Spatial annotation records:
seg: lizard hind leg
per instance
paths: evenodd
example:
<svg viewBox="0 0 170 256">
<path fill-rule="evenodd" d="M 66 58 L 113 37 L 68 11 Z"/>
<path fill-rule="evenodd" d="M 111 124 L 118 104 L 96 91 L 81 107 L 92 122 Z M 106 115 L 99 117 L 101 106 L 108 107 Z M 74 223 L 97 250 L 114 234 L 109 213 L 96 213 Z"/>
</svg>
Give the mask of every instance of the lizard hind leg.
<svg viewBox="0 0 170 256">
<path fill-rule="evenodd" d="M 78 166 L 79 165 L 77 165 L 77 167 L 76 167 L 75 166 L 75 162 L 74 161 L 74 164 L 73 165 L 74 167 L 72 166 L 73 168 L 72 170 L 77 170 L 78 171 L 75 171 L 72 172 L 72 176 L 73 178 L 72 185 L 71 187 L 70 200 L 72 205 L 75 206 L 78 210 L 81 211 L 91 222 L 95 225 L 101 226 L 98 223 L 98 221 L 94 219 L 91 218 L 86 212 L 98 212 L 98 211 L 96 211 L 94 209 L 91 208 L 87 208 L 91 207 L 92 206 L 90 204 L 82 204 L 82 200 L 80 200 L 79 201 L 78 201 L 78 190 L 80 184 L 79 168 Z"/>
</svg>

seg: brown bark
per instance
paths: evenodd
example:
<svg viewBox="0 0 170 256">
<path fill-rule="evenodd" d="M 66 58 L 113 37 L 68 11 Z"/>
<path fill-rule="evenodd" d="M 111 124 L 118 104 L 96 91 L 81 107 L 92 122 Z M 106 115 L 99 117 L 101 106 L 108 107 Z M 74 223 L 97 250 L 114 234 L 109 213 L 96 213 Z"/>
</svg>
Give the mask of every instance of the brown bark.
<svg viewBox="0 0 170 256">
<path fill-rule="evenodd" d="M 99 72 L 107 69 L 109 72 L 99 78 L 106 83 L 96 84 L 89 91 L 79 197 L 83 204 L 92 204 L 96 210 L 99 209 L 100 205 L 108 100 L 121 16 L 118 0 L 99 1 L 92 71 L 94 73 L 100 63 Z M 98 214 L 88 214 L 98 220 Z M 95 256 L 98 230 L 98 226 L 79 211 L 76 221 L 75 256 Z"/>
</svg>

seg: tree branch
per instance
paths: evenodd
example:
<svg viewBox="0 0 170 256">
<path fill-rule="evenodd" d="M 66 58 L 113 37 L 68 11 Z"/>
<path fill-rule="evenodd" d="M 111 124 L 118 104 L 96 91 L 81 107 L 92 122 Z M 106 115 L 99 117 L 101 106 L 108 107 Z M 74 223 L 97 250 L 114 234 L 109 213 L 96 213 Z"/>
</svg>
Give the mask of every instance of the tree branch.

Set task
Please edit the lines above so that "per instance" becomes "per object" everywhere it appears, keeping everything else the same.

Task output
seg: lizard hind leg
per object
paths: evenodd
example:
<svg viewBox="0 0 170 256">
<path fill-rule="evenodd" d="M 66 58 L 113 37 L 68 11 Z"/>
<path fill-rule="evenodd" d="M 111 124 L 118 104 L 96 91 L 81 107 L 92 122 Z M 106 115 L 99 117 L 101 106 L 108 107 Z M 74 223 L 97 250 L 114 234 L 109 213 L 96 213 Z"/>
</svg>
Give the mask of every instance of the lizard hind leg.
<svg viewBox="0 0 170 256">
<path fill-rule="evenodd" d="M 78 166 L 79 165 L 77 165 L 77 167 L 76 167 L 75 166 L 75 162 L 74 161 L 74 164 L 73 165 L 74 167 L 72 166 L 73 168 L 72 170 L 77 170 L 78 171 L 75 171 L 72 172 L 72 176 L 73 178 L 72 185 L 71 187 L 70 200 L 72 205 L 75 206 L 78 210 L 81 211 L 91 222 L 95 225 L 101 226 L 98 223 L 98 221 L 94 219 L 91 218 L 86 212 L 98 212 L 98 211 L 96 211 L 94 209 L 91 208 L 87 208 L 91 207 L 92 206 L 90 204 L 82 204 L 82 200 L 80 200 L 79 201 L 78 201 L 78 190 L 80 184 L 79 168 Z"/>
</svg>

seg: brown bark
per object
paths: evenodd
example:
<svg viewBox="0 0 170 256">
<path fill-rule="evenodd" d="M 66 58 L 113 37 L 68 11 Z"/>
<path fill-rule="evenodd" d="M 111 124 L 118 104 L 96 91 L 81 107 L 92 122 Z M 106 115 L 99 117 L 101 106 L 108 107 Z M 74 223 L 97 250 L 114 234 L 109 213 L 96 213 Z"/>
</svg>
Give the mask of every instance of the brown bark.
<svg viewBox="0 0 170 256">
<path fill-rule="evenodd" d="M 99 72 L 107 69 L 109 72 L 99 78 L 106 83 L 96 84 L 89 91 L 79 197 L 83 204 L 92 204 L 96 210 L 99 209 L 100 205 L 108 100 L 121 16 L 118 0 L 99 1 L 92 71 L 94 73 L 100 63 Z M 98 214 L 88 214 L 98 220 Z M 95 256 L 98 230 L 98 226 L 79 211 L 76 221 L 75 256 Z"/>
</svg>

seg: tree branch
per object
paths: evenodd
example:
<svg viewBox="0 0 170 256">
<path fill-rule="evenodd" d="M 66 58 L 113 37 L 68 11 Z"/>
<path fill-rule="evenodd" d="M 111 124 L 118 104 L 96 91 L 81 107 L 92 122 Z M 106 115 L 99 117 L 101 106 L 108 107 Z M 74 223 L 97 250 L 114 234 L 109 213 L 96 213 Z"/>
</svg>
Give the mask of every instance of the tree branch.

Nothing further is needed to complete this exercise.